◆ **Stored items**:
= = = =

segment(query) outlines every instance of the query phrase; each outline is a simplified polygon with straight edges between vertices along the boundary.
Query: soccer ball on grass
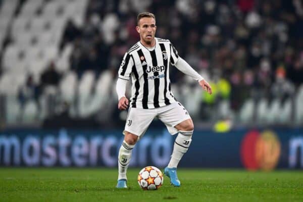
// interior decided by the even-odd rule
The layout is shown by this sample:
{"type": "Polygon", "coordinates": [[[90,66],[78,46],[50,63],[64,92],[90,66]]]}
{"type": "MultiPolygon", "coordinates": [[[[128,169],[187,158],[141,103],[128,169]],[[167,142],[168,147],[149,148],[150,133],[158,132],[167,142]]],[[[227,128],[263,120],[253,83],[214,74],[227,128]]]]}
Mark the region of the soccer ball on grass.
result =
{"type": "Polygon", "coordinates": [[[163,175],[155,166],[146,167],[139,172],[138,183],[143,190],[158,189],[163,183],[163,175]]]}

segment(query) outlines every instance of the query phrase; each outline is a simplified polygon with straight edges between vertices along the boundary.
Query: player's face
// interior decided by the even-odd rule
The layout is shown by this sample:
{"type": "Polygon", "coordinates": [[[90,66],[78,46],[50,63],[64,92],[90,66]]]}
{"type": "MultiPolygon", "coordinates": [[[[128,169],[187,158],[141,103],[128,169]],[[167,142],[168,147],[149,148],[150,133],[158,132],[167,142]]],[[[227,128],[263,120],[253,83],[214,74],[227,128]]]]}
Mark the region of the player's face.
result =
{"type": "Polygon", "coordinates": [[[144,17],[139,21],[139,24],[136,27],[140,38],[147,44],[151,44],[155,38],[156,30],[156,21],[154,18],[144,17]]]}

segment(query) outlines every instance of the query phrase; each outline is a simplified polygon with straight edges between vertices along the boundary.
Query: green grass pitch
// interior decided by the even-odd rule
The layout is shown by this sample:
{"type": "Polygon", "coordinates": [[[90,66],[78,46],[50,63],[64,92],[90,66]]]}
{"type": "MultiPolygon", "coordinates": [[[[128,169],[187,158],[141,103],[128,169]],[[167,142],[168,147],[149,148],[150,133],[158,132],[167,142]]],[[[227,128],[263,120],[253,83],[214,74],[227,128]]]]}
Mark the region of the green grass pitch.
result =
{"type": "Polygon", "coordinates": [[[179,169],[181,187],[165,176],[159,190],[143,191],[140,168],[129,170],[129,188],[121,190],[116,169],[2,168],[0,201],[303,201],[301,171],[179,169]]]}

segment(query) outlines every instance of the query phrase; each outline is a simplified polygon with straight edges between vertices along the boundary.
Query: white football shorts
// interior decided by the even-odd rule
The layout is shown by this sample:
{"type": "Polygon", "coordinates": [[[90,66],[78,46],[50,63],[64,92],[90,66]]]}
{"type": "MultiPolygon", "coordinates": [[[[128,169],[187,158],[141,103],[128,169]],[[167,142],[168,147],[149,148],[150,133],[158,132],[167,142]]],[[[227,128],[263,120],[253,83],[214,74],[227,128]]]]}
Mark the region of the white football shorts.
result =
{"type": "Polygon", "coordinates": [[[179,102],[155,109],[130,108],[123,134],[126,131],[138,135],[139,138],[142,137],[156,117],[165,124],[172,135],[178,132],[175,126],[191,118],[187,111],[179,102]]]}

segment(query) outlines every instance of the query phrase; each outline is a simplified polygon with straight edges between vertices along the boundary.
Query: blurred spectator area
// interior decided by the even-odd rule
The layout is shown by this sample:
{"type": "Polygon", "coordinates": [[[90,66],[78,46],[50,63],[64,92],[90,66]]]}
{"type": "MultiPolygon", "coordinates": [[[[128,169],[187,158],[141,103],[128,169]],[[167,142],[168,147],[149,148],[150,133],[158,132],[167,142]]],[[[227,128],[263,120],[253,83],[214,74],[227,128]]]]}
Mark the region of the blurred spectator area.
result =
{"type": "Polygon", "coordinates": [[[0,128],[123,125],[117,72],[143,11],[211,83],[171,68],[196,124],[303,124],[300,0],[0,0],[0,128]]]}

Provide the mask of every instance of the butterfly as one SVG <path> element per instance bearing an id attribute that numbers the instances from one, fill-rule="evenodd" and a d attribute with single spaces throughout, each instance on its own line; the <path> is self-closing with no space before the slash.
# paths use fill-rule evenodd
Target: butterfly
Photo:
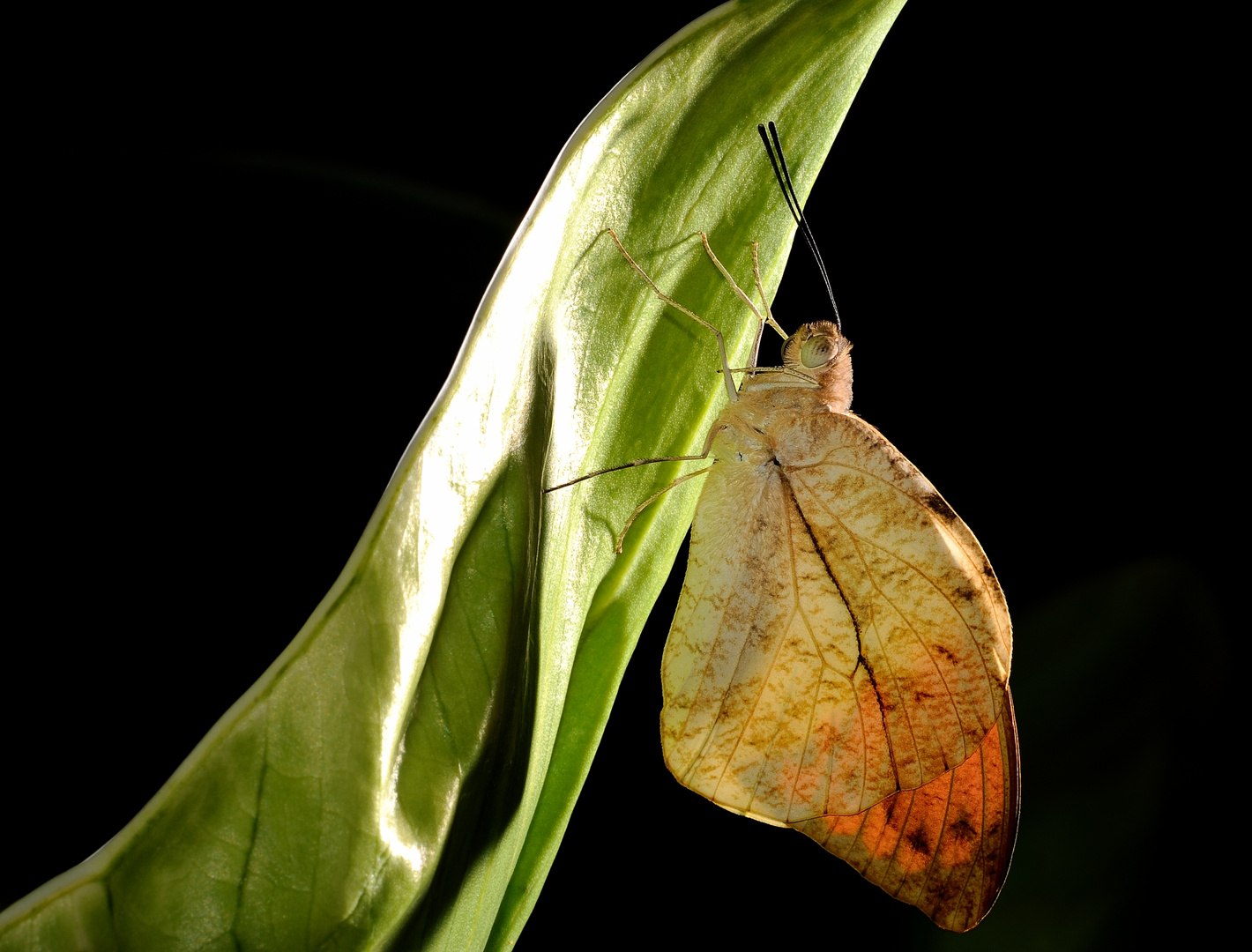
<path id="1" fill-rule="evenodd" d="M 829 290 L 777 131 L 770 149 L 757 129 Z M 717 333 L 608 234 L 662 300 Z M 1004 594 L 934 485 L 851 413 L 834 295 L 834 320 L 786 335 L 756 248 L 764 315 L 701 239 L 757 333 L 737 390 L 717 335 L 730 403 L 702 454 L 667 458 L 712 463 L 667 487 L 705 477 L 661 664 L 666 766 L 965 931 L 1004 882 L 1020 803 Z M 766 325 L 786 337 L 781 367 L 756 365 Z"/>

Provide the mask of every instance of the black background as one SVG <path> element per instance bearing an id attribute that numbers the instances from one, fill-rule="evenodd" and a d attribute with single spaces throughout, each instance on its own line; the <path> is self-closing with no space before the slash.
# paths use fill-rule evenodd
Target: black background
<path id="1" fill-rule="evenodd" d="M 13 124 L 0 906 L 115 833 L 300 627 L 561 145 L 705 9 L 101 15 L 31 33 Z M 1181 937 L 1231 889 L 1234 265 L 1214 234 L 1221 64 L 1168 55 L 1184 35 L 1147 11 L 910 4 L 808 209 L 856 344 L 855 409 L 977 530 L 1018 619 L 1025 807 L 1003 916 L 1023 947 Z M 785 327 L 821 308 L 798 264 Z M 717 903 L 744 942 L 930 942 L 801 837 L 665 772 L 656 672 L 681 565 L 521 943 L 586 938 L 562 929 L 590 914 L 606 939 L 679 947 Z M 1023 625 L 1109 578 L 1168 610 L 1096 667 L 1073 632 Z M 1085 674 L 1032 679 L 1032 658 Z M 1032 737 L 1062 704 L 1078 713 Z M 1148 804 L 1129 808 L 1090 738 L 1107 753 L 1139 732 Z M 1129 846 L 1063 822 L 1102 812 L 1137 817 Z M 1088 882 L 1108 897 L 1068 906 Z"/>

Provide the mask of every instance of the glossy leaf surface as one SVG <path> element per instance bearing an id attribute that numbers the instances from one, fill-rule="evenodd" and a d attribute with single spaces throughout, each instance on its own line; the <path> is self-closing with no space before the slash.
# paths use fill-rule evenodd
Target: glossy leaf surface
<path id="1" fill-rule="evenodd" d="M 342 575 L 154 799 L 0 917 L 0 948 L 503 948 L 542 887 L 696 493 L 616 530 L 724 395 L 752 329 L 702 255 L 793 229 L 755 124 L 813 183 L 900 3 L 731 4 L 575 133 Z M 295 465 L 295 464 L 293 464 Z M 557 897 L 558 898 L 558 897 Z"/>

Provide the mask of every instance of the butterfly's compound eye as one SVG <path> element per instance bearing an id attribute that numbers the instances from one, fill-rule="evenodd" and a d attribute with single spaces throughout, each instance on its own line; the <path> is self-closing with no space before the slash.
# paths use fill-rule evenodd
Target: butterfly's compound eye
<path id="1" fill-rule="evenodd" d="M 835 340 L 825 334 L 815 334 L 800 345 L 800 363 L 809 369 L 825 367 L 835 355 Z"/>

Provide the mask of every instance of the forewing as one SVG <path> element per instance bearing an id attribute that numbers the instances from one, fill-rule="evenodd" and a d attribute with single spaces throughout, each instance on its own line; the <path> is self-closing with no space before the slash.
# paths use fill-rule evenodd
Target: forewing
<path id="1" fill-rule="evenodd" d="M 724 807 L 788 824 L 896 789 L 851 615 L 772 454 L 707 477 L 661 683 L 666 764 Z"/>
<path id="2" fill-rule="evenodd" d="M 988 913 L 1008 876 L 1020 809 L 1013 699 L 960 767 L 854 817 L 796 826 L 861 876 L 935 924 L 965 932 Z"/>
<path id="3" fill-rule="evenodd" d="M 864 420 L 798 417 L 774 448 L 855 628 L 876 708 L 863 716 L 883 719 L 899 788 L 916 789 L 964 763 L 999 714 L 1012 629 L 995 573 L 930 482 Z"/>

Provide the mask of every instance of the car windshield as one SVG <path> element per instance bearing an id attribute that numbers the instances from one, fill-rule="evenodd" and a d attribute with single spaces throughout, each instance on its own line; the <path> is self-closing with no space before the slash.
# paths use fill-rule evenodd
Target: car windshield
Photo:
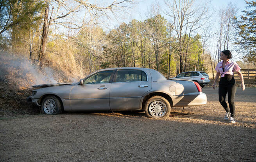
<path id="1" fill-rule="evenodd" d="M 208 74 L 207 74 L 204 71 L 201 71 L 200 73 L 201 73 L 204 76 L 208 76 Z"/>
<path id="2" fill-rule="evenodd" d="M 176 78 L 181 78 L 183 77 L 184 77 L 184 75 L 185 75 L 185 73 L 181 73 L 180 74 L 179 74 L 176 77 Z"/>

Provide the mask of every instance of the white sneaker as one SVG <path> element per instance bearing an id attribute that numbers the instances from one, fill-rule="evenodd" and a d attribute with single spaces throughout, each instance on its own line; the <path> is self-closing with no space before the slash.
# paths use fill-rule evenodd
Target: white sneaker
<path id="1" fill-rule="evenodd" d="M 225 120 L 229 120 L 230 118 L 230 113 L 226 113 L 226 115 L 225 115 L 224 117 L 224 119 Z"/>
<path id="2" fill-rule="evenodd" d="M 231 117 L 229 120 L 229 122 L 231 123 L 235 123 L 236 122 L 236 120 L 233 117 Z"/>

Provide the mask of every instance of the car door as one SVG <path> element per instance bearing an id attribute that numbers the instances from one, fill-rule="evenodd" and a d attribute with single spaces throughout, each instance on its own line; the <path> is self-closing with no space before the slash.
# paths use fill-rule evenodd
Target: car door
<path id="1" fill-rule="evenodd" d="M 72 89 L 70 103 L 72 110 L 108 110 L 111 79 L 114 70 L 98 72 L 84 79 L 83 85 Z"/>
<path id="2" fill-rule="evenodd" d="M 150 73 L 140 70 L 118 70 L 115 73 L 110 90 L 110 109 L 139 108 L 143 94 L 152 88 L 151 79 L 149 79 L 149 75 Z"/>

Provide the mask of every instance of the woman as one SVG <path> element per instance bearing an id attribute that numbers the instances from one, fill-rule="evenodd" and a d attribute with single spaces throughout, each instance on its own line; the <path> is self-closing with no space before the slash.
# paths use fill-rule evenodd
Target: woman
<path id="1" fill-rule="evenodd" d="M 222 60 L 218 63 L 215 70 L 217 73 L 213 85 L 213 89 L 215 88 L 217 80 L 220 75 L 220 79 L 219 83 L 218 98 L 221 105 L 226 110 L 226 115 L 224 118 L 229 119 L 229 122 L 235 123 L 235 95 L 236 91 L 236 82 L 234 78 L 234 72 L 236 71 L 241 81 L 241 87 L 243 91 L 245 89 L 243 82 L 243 75 L 240 71 L 241 68 L 236 63 L 231 61 L 232 58 L 231 52 L 228 50 L 224 50 L 220 52 L 220 58 Z M 225 101 L 226 95 L 227 92 L 228 103 L 229 108 Z"/>

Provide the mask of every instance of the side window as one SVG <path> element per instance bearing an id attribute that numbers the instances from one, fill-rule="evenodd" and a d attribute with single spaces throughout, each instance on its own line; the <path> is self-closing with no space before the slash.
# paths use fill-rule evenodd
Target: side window
<path id="1" fill-rule="evenodd" d="M 116 82 L 130 82 L 147 81 L 146 73 L 139 70 L 119 70 Z"/>
<path id="2" fill-rule="evenodd" d="M 194 75 L 193 75 L 193 77 L 197 77 L 198 76 L 199 76 L 199 74 L 197 72 L 194 72 Z"/>
<path id="3" fill-rule="evenodd" d="M 190 73 L 185 73 L 184 77 L 189 77 L 190 75 Z"/>
<path id="4" fill-rule="evenodd" d="M 110 80 L 113 70 L 99 72 L 84 80 L 84 84 L 108 83 Z"/>
<path id="5" fill-rule="evenodd" d="M 177 75 L 177 77 L 176 77 L 176 78 L 181 78 L 183 77 L 184 77 L 184 75 L 185 74 L 185 73 L 181 73 L 180 74 L 179 74 L 178 75 Z"/>

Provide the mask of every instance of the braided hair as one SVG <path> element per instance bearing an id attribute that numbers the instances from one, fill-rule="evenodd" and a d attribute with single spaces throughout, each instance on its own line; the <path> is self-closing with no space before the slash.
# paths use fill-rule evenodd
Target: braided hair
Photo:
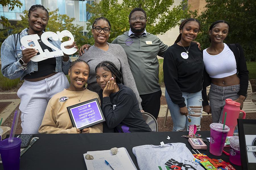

= = = =

◆ **What needs to be done**: Put the lines, starting at the one containing "Provide the mask of every instance of the car windshield" and ending after the one containing "231 117 L 229", into a Markdown table with columns Row and Line, skipping blank lines. Leave the pictures out.

◆ **Written solution**:
| Row | Line |
|---|---|
| 1 | Provide the mask of every instance of the car windshield as one SVG <path> element per instance bearing an id attribute that numbers the instances from one, fill-rule="evenodd" and a d attribute with single spaces throughout, each instance on its own line; the <path> is self-closing with no space before the slash. |
| 2 | # paths use fill-rule evenodd |
| 3 | Target: car windshield |
| 4 | Photo: |
| 5 | <path id="1" fill-rule="evenodd" d="M 208 74 L 207 74 L 204 71 L 201 71 L 200 73 L 201 73 L 204 76 L 208 76 Z"/> |
| 6 | <path id="2" fill-rule="evenodd" d="M 176 78 L 181 78 L 183 77 L 184 77 L 184 75 L 185 75 L 185 73 L 181 73 L 180 74 L 179 74 L 176 77 Z"/> |
| 7 | Provide the mask of every instance of the white sneaker as one SVG <path> element per instance bearing an id attribute that numbers the instances from one, fill-rule="evenodd" and a d attribute with single spaces throughout, each instance on its own line; the <path> is self-closing with no space before the slash. |
| 8 | # paths use fill-rule evenodd |
| 9 | Target: white sneaker |
| 10 | <path id="1" fill-rule="evenodd" d="M 225 120 L 229 120 L 230 118 L 230 113 L 226 113 L 226 115 L 225 115 L 224 117 L 224 119 Z"/> |
| 11 | <path id="2" fill-rule="evenodd" d="M 231 117 L 229 120 L 229 122 L 231 123 L 235 123 L 236 122 L 236 120 L 233 117 Z"/> |